Copy out each of the items below word for word, with no changes.

— Start RECORDS PROVIDED —

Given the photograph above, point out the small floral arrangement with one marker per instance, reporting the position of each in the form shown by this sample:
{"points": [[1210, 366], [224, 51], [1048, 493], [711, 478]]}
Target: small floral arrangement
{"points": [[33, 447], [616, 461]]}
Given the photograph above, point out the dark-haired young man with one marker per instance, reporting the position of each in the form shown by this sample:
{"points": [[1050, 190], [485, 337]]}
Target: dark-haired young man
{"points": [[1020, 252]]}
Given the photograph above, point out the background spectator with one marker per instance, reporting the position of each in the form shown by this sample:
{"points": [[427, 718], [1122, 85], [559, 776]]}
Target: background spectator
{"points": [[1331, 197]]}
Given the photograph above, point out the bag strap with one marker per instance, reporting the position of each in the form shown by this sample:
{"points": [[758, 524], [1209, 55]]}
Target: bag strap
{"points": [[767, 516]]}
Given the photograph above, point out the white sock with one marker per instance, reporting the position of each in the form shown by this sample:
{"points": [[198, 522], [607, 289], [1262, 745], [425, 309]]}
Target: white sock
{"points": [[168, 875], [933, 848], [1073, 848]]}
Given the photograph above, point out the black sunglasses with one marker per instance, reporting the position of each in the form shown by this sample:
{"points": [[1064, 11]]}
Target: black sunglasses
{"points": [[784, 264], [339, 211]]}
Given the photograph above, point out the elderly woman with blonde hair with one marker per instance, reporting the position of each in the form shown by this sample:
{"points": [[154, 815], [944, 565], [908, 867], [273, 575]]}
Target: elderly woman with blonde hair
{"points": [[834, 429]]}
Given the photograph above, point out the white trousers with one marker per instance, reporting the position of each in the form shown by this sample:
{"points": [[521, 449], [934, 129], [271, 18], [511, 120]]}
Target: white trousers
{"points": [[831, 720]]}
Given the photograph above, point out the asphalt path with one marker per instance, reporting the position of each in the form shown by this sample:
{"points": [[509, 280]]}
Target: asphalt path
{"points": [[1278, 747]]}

— End RECORDS PROVIDED —

EXERCISE ANSWER —
Given the photograph above, point out the small floral arrangement with one marker per instance, reporting the position of each in the form shown by this sample:
{"points": [[1210, 366], [224, 51], [1048, 493], [711, 478]]}
Target: small floral arrangement
{"points": [[33, 447], [616, 461]]}
Given the photograph above, point out the dark-haired young man with one marker per instance, reporting the position of each in the form shown by this sample:
{"points": [[1050, 190], [485, 337]]}
Target: dark-haired young man
{"points": [[1020, 252]]}
Given the photograph above, point out the background spectator with one marker per instance, reporting the position of each in the form shown by this sample:
{"points": [[427, 718], [1122, 85], [559, 776]]}
Target: background spectator
{"points": [[1331, 197]]}
Given the photograph above, point out the bag strap with one marker per instance, reporting the position of each in the form shown by this sample:
{"points": [[758, 524], [1209, 55]]}
Target: bag strap
{"points": [[767, 516]]}
Given the photograph above, point out the white sock with one marker per instance, reporting the position of each in the form shown by this sample:
{"points": [[198, 522], [607, 289], [1262, 745], [425, 309]]}
Target: white sock
{"points": [[168, 875], [933, 848], [1073, 848]]}
Given the photograph above, point out the black sunglasses with one marker per instance, reporting the position of each in the form shown by this sample:
{"points": [[1064, 11]]}
Target: black sunglasses
{"points": [[784, 264], [339, 211]]}
Given the photograph above, point out the elderly woman with blonde hair with one marker per instance, reporting the position of each in the form shown by this sample:
{"points": [[154, 815], [944, 565], [908, 867], [273, 575]]}
Target: elderly woman with blonde hair
{"points": [[834, 429]]}
Given the photograph above, point out the white trousers with one marker per instance, reporting the position of each in the form shown by this sample:
{"points": [[521, 449], [934, 129], [271, 18], [511, 120]]}
Target: white trousers
{"points": [[831, 720]]}
Given the photograph above, point out the asphalt path with one marker per instance, reporting the position of each in the form shown by this sample:
{"points": [[509, 280]]}
Target: asphalt path
{"points": [[1278, 747]]}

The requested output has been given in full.